_Exercise details_. Could you reproduce every entry that follows, exactly as shown?

_Supplied entries_.
[Start of section]

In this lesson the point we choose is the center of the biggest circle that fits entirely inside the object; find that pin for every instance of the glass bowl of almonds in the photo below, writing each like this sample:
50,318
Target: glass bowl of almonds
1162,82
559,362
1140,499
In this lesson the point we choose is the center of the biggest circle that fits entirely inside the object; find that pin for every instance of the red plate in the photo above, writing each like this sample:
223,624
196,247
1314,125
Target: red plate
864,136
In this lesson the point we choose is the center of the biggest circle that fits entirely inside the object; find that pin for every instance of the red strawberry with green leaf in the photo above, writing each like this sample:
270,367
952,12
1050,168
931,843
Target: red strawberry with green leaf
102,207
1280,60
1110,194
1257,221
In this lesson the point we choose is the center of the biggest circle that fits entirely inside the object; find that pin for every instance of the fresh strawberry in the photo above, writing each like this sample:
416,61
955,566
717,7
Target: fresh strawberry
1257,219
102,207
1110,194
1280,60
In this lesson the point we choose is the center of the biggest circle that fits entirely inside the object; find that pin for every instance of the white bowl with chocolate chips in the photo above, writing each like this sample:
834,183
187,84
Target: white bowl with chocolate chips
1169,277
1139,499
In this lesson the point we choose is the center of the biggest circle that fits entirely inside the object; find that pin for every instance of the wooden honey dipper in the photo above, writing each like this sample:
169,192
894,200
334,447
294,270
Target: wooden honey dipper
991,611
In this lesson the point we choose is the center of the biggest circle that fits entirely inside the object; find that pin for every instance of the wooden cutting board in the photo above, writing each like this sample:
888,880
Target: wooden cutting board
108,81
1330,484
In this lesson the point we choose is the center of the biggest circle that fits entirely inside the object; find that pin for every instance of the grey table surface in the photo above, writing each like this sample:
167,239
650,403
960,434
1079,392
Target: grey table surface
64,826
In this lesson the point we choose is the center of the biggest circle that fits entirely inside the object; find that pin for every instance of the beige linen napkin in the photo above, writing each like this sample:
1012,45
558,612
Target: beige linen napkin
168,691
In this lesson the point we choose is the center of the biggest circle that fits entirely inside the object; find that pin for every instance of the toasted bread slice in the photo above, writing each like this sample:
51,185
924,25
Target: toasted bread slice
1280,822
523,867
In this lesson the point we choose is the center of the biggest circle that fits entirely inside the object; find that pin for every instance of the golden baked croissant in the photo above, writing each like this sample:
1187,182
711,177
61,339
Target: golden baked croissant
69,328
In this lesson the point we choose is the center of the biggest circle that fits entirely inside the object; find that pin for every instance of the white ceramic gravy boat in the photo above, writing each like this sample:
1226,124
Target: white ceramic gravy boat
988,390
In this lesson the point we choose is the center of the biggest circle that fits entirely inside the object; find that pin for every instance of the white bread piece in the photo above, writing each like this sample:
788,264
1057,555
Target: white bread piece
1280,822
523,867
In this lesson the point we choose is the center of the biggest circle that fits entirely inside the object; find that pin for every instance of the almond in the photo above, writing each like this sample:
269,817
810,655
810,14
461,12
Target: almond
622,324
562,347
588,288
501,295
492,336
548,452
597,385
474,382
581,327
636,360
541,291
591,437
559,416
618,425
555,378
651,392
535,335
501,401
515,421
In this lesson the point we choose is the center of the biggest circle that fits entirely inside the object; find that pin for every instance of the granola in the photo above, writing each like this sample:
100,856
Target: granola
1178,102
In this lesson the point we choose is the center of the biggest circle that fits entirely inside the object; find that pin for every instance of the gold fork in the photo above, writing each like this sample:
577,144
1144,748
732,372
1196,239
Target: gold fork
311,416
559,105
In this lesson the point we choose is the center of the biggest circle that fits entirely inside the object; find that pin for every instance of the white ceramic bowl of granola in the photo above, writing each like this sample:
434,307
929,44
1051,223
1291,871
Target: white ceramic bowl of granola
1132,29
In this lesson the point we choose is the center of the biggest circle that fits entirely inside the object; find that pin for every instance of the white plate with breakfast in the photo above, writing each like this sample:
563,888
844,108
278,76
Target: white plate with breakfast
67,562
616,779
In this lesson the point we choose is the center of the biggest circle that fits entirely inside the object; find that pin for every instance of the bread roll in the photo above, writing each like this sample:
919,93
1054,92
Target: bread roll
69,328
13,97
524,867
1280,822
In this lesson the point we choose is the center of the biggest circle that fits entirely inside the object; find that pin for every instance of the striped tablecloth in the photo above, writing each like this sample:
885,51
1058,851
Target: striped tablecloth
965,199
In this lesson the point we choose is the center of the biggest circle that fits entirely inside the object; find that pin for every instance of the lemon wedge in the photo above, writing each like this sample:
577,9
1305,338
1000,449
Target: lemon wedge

[End of section]

_Task solution_.
In this lesson the point we choose is the center of the biggest circle that fits entirely inside the object; find that pin for every instance of the glass bowl of almonds in the photo below, writing each like this sample:
50,318
Target: glass bowl of almonds
1162,82
559,362
1140,499
In this lesson the point we choose is the center of the biggest circle that fits entirely inside the object; find that pin for every instance of the red plate in the photo above, writing each like this sample:
223,624
196,247
1314,125
Target: red plate
864,136
In this lesson the point we choose is the center of the biggest circle that fits entirely inside the object; find that pin for every instance of the red strawberry with green leaf in the photo above, writing each like this sample:
270,367
952,12
1050,168
931,843
Target: red strawberry with green leaf
102,207
1280,60
1110,194
1257,221
In this lesson the point we choose is the center of the biggest circle that fits entirely inside the object; find that pin for every instance of the fresh strawberry in the photo above, writing each like this sample:
416,61
955,566
717,7
Target: fresh strawberry
1257,219
102,207
1110,194
1280,60
In this lesson the point we choose is the center of the biggest circle that fits entirely inside the object; find that pin for every instance of the white bowl with chocolate chips in the photo above, writing each like this sample:
834,183
187,84
Target: white bowl with chocolate chips
1169,277
1139,499
In this lesson the point we choose is the center of the biggest circle that fits entirely inside the object; find that pin for every instance of the wooden honey dipper in the photo above, writing each like this sample:
169,192
894,200
334,447
294,270
Target: wooden honey dipper
991,611
In this lesson the point we choose is the center of the biggest circle that fits entirely inside the object; find that pin for every instance of the wooden cutting board in the photo above, writing each like this sample:
888,880
Target: wooden cutting board
108,81
1330,484
In this lesson the point we choose is the center of the biggest circle that fits entirely inside the object; find that pin for every instance of the grey table surface in the photo above, writing each like this sample:
167,239
650,403
960,434
1079,392
Target: grey table surface
64,826
In this lesson the point we choose is the center of the biggest circle that fits entirely inside the object; find that pin for every instance of the beige linen napkin in the photo above, writing each like this sample:
1012,45
558,612
Target: beige linen napkin
168,691
In this lesson the point we choose is the center of the biggest circle that fits entirely inside the object; find that pin for every instance of the toasted bread slice in the photo above, writing each like this sample:
51,185
924,25
Target: toasted bread slice
1280,822
523,867
In this lesson the point we choose is the center of the biggest circle that fits entirely inside the object; find that pin for every instance of the golden baked croissant in the photo above, writing each like this sample:
1187,182
711,177
61,339
Target: golden baked croissant
69,328
In this lesson the point we choose is the center of the biggest circle that fits entirely inside the object; find that pin for every instance of the white ceramic gravy boat in the photo above, writing each like this sample:
1226,124
Target: white ceramic gravy boat
988,390
In this lesson the point we choose is the center of the biggest circle that fits entirely inside the object; find that pin for every instance of the white bread piece in the photo above, writing each like this sample:
788,264
1057,555
Target: white bread piece
1280,822
523,867
In this lesson the point we choose is the center of the biggest circle that fits entirely inside the object; find that pin for every instance of the almond in the photo above, writing each like this sample:
269,817
810,655
810,14
461,12
Target: almond
622,324
562,347
588,288
501,295
492,336
548,452
597,385
474,382
581,327
636,360
541,291
591,437
559,416
618,425
555,378
651,392
535,335
501,401
515,421
In this lesson the point we choose is the center of the biggest circle that fits entirely inside the object; find that pin for every instance of the granola in the photo above, writing each like this sample:
100,856
Target: granola
1178,102
In this lesson the point we choose is the center of the biggest circle that fits entirely inside the object; find that pin for every instance of the gold fork in the photo above, writing each like this sample:
577,144
1144,748
732,372
1196,239
Target: gold fork
311,416
559,105
In this lesson the point we choose is the center of the biggest circle that fits entirely inside the object; find that pin for every instance of the white ceramic bowl of granola in the photo above, writing each like this sample:
434,307
929,44
1051,223
1291,871
Target: white ceramic bowl of granola
1132,29
In this lesson the point we choose is the center of the biggest circle that fits entirely inside the object; find that pin for every instance of the white plate with breakfast in the photo above, writing each like this sample:
563,888
844,108
278,76
Target: white plate with breakfast
67,562
616,779
In this lesson the point we choose is the center of the biggest circle that fits entirely inside the object; find that pin for every instance of the bread roll in the photo above, writing each like this sample:
919,93
1054,92
Target: bread roll
69,328
13,97
524,867
1280,822
In this lesson the point we choose is the center of the biggest circle that fits entirely inside the object; find that pin for every instance of the striped tablecloth in the photo above, writing each like this sample:
885,51
1058,851
Target: striped tablecloth
965,199
In this lesson the point we choose is the center of the biggest circle that fits entirely inside the object; find that pin for every instance of the lemon wedge in the photo above, writing each like this sample:
577,9
1305,338
1000,449
Target: lemon wedge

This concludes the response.